- [Directions] Scan the records for the word "back". Copy each line that includes it.

- [Provided data]
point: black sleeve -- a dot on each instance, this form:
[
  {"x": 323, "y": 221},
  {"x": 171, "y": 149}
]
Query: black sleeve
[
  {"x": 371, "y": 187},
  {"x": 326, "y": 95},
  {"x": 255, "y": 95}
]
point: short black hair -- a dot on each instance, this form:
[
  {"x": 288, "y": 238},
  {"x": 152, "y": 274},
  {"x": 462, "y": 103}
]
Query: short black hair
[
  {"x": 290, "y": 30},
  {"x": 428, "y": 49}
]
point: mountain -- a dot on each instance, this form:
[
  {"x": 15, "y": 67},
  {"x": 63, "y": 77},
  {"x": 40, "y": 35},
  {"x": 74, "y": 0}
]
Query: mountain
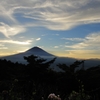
[
  {"x": 38, "y": 51},
  {"x": 43, "y": 54},
  {"x": 33, "y": 51}
]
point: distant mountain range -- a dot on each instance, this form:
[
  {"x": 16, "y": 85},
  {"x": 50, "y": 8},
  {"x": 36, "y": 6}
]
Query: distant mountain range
[{"x": 43, "y": 54}]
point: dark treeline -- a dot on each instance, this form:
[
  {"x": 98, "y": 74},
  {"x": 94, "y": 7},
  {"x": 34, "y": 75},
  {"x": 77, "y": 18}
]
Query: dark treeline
[{"x": 36, "y": 79}]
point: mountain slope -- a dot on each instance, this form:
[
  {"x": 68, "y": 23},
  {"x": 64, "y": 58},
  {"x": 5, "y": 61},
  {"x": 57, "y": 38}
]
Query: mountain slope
[{"x": 43, "y": 54}]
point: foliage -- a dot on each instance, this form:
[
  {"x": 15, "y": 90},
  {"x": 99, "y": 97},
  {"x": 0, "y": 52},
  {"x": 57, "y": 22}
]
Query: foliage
[{"x": 36, "y": 80}]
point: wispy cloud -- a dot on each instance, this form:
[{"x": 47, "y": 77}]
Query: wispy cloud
[
  {"x": 27, "y": 42},
  {"x": 74, "y": 39},
  {"x": 90, "y": 42},
  {"x": 38, "y": 39},
  {"x": 10, "y": 30}
]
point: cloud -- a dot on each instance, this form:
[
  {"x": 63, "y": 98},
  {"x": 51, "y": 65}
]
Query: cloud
[
  {"x": 10, "y": 30},
  {"x": 52, "y": 14},
  {"x": 56, "y": 46},
  {"x": 27, "y": 42},
  {"x": 90, "y": 42},
  {"x": 74, "y": 39},
  {"x": 38, "y": 39}
]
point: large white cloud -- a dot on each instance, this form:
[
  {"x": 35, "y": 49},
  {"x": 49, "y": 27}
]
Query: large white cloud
[{"x": 52, "y": 14}]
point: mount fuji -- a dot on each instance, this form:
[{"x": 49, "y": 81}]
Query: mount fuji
[{"x": 43, "y": 54}]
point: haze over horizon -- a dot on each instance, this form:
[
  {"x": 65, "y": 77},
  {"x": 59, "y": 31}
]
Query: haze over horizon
[{"x": 69, "y": 28}]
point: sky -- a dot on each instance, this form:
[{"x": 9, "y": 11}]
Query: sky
[{"x": 68, "y": 28}]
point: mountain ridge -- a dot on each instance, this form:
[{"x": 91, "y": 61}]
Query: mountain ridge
[{"x": 44, "y": 54}]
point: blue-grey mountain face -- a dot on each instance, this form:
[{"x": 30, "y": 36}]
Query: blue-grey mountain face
[
  {"x": 33, "y": 51},
  {"x": 43, "y": 54},
  {"x": 38, "y": 51}
]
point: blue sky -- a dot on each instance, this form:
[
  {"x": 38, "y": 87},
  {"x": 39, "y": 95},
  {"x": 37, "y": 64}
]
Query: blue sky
[{"x": 69, "y": 28}]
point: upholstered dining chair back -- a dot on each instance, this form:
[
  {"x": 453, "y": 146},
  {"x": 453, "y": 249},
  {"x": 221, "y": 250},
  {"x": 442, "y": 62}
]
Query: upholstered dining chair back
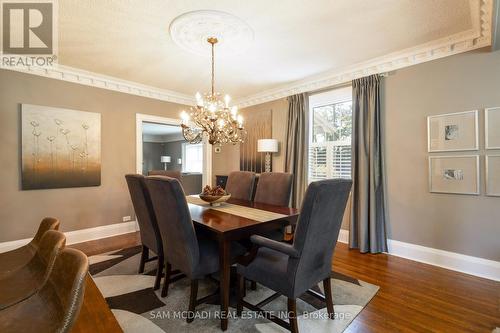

- [Task solution]
point: upholstered dining chair back -- a dot on each instance, this form:
Query: upholstered dining chair back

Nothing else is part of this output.